◆ **Records from a data collection**:

══════

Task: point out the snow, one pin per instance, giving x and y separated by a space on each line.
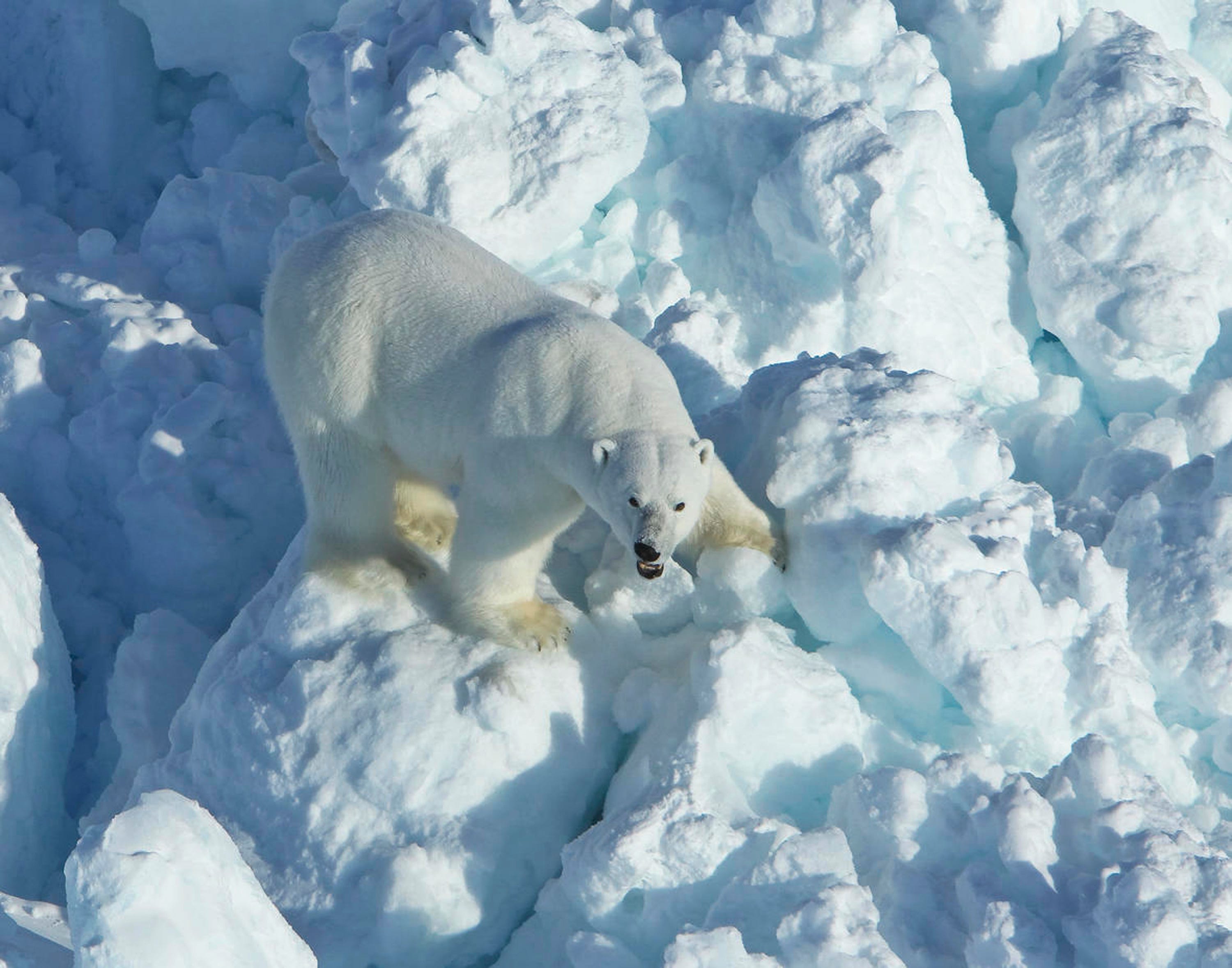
36 718
163 883
1103 267
945 281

══════

◆ **Exercise prompt**:
Can you quote all of these lines word for word, leaving the pictures out of your answer?

◆ **Task output**:
Task: point out the snow, one pin per instance, giving x and y separated by a space on each line.
36 718
163 883
1103 267
945 281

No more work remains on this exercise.